» WHAT THE TASK ASKS: Can you quote the lines below exactly, starting at the line with "Report the location of every instance of the thumb" and going through the last one?

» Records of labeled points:
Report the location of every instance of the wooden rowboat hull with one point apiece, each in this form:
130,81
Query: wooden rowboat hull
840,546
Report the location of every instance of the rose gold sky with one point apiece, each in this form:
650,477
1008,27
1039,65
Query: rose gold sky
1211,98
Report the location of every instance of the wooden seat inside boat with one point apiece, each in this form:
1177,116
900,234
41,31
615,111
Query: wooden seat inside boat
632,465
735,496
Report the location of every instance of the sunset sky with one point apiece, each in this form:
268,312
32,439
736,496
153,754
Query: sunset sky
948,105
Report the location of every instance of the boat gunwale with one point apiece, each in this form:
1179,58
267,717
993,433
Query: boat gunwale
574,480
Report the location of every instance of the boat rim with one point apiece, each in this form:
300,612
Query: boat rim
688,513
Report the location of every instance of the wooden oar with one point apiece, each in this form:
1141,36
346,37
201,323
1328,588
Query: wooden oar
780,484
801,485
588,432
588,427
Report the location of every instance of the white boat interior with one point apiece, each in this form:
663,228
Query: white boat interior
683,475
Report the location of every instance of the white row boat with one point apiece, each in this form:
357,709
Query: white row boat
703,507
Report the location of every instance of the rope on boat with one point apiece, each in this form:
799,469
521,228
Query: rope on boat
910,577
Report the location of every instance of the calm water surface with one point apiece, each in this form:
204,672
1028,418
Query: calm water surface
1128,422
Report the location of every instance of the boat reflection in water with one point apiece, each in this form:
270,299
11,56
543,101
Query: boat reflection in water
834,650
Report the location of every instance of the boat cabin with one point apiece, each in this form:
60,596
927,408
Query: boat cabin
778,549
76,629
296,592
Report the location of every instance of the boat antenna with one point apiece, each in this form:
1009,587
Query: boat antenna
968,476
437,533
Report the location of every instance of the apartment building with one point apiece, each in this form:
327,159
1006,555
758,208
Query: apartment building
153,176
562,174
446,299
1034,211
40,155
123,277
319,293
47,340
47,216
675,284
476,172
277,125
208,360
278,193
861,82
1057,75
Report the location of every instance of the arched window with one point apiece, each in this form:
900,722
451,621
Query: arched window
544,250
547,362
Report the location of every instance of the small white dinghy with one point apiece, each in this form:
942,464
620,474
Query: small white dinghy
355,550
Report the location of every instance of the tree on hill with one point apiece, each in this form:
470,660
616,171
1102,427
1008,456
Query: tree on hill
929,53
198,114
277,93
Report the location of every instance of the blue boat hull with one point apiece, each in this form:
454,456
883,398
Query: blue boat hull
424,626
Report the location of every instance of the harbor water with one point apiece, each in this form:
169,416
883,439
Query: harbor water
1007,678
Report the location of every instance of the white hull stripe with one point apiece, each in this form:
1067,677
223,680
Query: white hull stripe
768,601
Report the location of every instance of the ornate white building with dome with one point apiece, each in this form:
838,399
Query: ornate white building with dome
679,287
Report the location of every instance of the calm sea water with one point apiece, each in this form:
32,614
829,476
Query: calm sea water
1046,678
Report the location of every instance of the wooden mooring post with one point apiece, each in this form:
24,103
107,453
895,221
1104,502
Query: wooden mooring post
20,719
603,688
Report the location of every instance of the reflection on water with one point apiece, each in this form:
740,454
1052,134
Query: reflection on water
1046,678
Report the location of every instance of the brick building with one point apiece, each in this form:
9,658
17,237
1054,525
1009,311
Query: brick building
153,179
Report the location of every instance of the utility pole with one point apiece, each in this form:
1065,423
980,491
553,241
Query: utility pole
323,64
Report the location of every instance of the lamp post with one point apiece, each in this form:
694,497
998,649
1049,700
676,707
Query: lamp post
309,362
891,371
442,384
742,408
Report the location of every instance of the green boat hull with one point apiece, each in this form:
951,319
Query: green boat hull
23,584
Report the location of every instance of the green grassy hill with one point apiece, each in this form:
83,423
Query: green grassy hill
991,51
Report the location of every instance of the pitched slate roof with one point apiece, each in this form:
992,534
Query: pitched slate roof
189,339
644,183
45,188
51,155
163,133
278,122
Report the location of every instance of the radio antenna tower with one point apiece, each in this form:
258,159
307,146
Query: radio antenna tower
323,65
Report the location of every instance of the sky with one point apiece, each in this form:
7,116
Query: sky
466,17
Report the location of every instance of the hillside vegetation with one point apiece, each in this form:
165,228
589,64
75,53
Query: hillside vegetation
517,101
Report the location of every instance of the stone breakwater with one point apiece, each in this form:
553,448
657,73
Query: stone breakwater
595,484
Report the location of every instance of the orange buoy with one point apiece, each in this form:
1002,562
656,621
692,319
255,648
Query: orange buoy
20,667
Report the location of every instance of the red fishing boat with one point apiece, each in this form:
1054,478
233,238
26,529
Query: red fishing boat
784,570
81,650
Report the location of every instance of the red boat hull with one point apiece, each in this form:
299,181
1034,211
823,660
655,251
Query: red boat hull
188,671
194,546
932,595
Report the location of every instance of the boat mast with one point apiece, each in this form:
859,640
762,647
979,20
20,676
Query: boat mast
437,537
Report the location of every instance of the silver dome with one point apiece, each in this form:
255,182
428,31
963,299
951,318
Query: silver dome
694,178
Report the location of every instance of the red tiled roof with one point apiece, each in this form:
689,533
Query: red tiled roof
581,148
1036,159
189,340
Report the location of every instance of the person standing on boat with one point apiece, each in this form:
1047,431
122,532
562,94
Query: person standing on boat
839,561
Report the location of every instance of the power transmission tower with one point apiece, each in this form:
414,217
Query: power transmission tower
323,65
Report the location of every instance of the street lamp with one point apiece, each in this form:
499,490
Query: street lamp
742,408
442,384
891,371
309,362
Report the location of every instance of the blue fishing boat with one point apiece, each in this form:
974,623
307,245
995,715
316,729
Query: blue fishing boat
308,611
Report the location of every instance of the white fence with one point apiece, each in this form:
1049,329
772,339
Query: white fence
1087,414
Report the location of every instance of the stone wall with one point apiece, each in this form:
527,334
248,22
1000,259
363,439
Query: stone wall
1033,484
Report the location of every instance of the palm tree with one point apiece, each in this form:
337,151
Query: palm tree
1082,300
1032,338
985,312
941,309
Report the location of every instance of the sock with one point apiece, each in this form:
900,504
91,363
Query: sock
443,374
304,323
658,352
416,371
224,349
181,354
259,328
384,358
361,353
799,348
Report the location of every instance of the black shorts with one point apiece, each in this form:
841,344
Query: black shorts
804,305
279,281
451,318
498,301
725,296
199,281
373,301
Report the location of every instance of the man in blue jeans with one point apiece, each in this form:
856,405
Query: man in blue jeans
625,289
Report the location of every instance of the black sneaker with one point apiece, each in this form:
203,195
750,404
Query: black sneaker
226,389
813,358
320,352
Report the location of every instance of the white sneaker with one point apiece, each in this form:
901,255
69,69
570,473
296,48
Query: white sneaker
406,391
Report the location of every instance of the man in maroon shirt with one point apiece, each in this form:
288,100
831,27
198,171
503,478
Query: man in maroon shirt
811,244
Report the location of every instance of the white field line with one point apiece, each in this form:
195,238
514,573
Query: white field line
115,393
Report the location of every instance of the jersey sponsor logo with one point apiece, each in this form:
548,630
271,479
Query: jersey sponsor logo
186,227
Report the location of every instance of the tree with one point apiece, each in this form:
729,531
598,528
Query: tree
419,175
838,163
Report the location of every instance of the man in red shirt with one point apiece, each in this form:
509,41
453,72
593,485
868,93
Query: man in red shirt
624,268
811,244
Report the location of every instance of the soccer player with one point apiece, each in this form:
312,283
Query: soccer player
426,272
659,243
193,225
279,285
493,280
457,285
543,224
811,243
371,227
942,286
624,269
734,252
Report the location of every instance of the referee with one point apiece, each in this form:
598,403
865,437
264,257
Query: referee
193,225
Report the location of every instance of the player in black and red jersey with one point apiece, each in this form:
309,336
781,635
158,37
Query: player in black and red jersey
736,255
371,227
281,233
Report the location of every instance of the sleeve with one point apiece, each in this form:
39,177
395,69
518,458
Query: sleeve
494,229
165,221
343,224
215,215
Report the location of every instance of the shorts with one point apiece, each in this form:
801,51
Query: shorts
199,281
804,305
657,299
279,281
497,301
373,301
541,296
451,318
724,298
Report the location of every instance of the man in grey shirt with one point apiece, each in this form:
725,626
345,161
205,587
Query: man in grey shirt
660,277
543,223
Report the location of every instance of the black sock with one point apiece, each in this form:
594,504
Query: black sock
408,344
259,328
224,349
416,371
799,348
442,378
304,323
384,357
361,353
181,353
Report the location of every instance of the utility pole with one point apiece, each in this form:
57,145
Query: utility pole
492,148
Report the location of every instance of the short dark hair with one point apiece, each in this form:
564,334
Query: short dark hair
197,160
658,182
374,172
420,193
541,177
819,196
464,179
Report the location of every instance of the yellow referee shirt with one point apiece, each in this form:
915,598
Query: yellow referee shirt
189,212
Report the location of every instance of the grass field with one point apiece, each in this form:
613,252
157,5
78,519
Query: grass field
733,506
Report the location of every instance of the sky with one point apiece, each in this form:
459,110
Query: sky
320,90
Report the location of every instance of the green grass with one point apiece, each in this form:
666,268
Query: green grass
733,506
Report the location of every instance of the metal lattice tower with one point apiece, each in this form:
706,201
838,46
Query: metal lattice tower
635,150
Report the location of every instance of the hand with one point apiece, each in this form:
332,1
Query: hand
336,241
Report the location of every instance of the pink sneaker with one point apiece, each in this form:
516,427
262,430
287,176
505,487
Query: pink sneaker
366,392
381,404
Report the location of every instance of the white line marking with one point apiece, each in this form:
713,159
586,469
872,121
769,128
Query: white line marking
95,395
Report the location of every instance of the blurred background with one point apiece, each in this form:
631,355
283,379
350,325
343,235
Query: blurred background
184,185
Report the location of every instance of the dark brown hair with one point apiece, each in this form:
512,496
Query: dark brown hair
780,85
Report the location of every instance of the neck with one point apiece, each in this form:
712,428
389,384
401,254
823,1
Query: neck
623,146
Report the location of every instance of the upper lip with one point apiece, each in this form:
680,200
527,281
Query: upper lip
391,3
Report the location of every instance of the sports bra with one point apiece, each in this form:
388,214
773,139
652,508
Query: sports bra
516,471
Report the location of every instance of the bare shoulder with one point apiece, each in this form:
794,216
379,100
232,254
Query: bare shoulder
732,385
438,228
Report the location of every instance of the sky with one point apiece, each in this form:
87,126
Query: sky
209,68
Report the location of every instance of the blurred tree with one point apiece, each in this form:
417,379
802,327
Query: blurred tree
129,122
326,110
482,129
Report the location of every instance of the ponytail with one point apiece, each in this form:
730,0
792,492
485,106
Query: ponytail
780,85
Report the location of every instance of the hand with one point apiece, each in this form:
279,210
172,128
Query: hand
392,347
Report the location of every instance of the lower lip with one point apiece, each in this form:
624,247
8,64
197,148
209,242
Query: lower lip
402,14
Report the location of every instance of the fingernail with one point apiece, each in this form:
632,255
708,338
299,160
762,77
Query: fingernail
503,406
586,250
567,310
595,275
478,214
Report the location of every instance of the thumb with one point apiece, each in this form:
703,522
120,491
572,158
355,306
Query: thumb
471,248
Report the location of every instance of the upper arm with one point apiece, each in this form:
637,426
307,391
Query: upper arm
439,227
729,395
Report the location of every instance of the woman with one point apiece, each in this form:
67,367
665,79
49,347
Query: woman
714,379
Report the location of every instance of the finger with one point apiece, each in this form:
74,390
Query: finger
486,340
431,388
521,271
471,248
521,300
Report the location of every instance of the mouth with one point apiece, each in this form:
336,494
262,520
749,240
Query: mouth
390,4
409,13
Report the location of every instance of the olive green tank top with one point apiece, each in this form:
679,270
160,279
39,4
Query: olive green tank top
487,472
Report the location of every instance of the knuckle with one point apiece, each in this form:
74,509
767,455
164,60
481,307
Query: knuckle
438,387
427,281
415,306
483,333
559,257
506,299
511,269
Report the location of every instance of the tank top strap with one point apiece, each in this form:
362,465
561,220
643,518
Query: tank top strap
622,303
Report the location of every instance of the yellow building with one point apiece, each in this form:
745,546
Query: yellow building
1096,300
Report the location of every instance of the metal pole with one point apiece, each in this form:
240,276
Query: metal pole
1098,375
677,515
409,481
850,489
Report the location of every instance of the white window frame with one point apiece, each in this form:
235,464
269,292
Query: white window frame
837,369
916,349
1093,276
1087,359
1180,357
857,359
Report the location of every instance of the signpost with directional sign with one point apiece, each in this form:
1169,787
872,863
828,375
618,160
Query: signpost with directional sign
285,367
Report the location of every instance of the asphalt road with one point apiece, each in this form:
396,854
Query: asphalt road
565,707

» TASK ANSWER:
Report the location of every instance of the thumb with one point apiece, each in this form:
703,522
120,491
572,158
355,306
Query: thumb
471,248
Report the location of every instance of the upper arm with one point apiece, each in this form:
637,426
307,391
Query: upper arm
439,227
729,395
Report the location of every instance of the woman with one point apiece, each in this form:
67,367
665,79
49,347
Query: woman
714,379
Report the location of every instance of the finger with one point apiece, each in this form:
74,390
Query: finger
486,340
431,388
521,271
471,248
521,300
Report the location of every instance of the mouth with one point apiece, each in this form:
336,494
262,520
749,240
Query: mouth
390,4
409,13
Report the location of every instance of the olive green tank top with one point apiece, each in this form:
679,270
160,279
39,4
Query: olive green tank top
487,472
Report the location of every instance of the knuckle with one point apiece, each in this form:
74,509
767,455
164,60
481,307
Query: knuckle
438,387
427,281
415,306
483,333
559,257
506,299
511,269
Report the location of every instance of the tank top strap with one point apiece, each in this form:
362,465
561,220
643,518
Query: tank top strap
622,303
Report the location of every instance of the yellow building with one point apiece, each in this form:
745,546
Query: yellow building
1096,300
Report the location of every instance of the metal pole with one point apiece, each in this form:
240,276
Query: metal pole
1098,375
677,515
409,481
850,489
Report the location of every instance of the white window frame with one point apiece, each in this form:
235,464
269,292
Query: white window frame
837,369
916,349
1093,276
1087,359
1180,357
857,359
Report the location of every instance of the signpost with directional sign with one point apiece, each in this form:
1169,787
872,863
828,375
618,160
Query: signpost with directional sign
285,367
Report the location of every instance of the asphalt road with one point apiece, each in this form:
396,854
Query: asphalt road
565,707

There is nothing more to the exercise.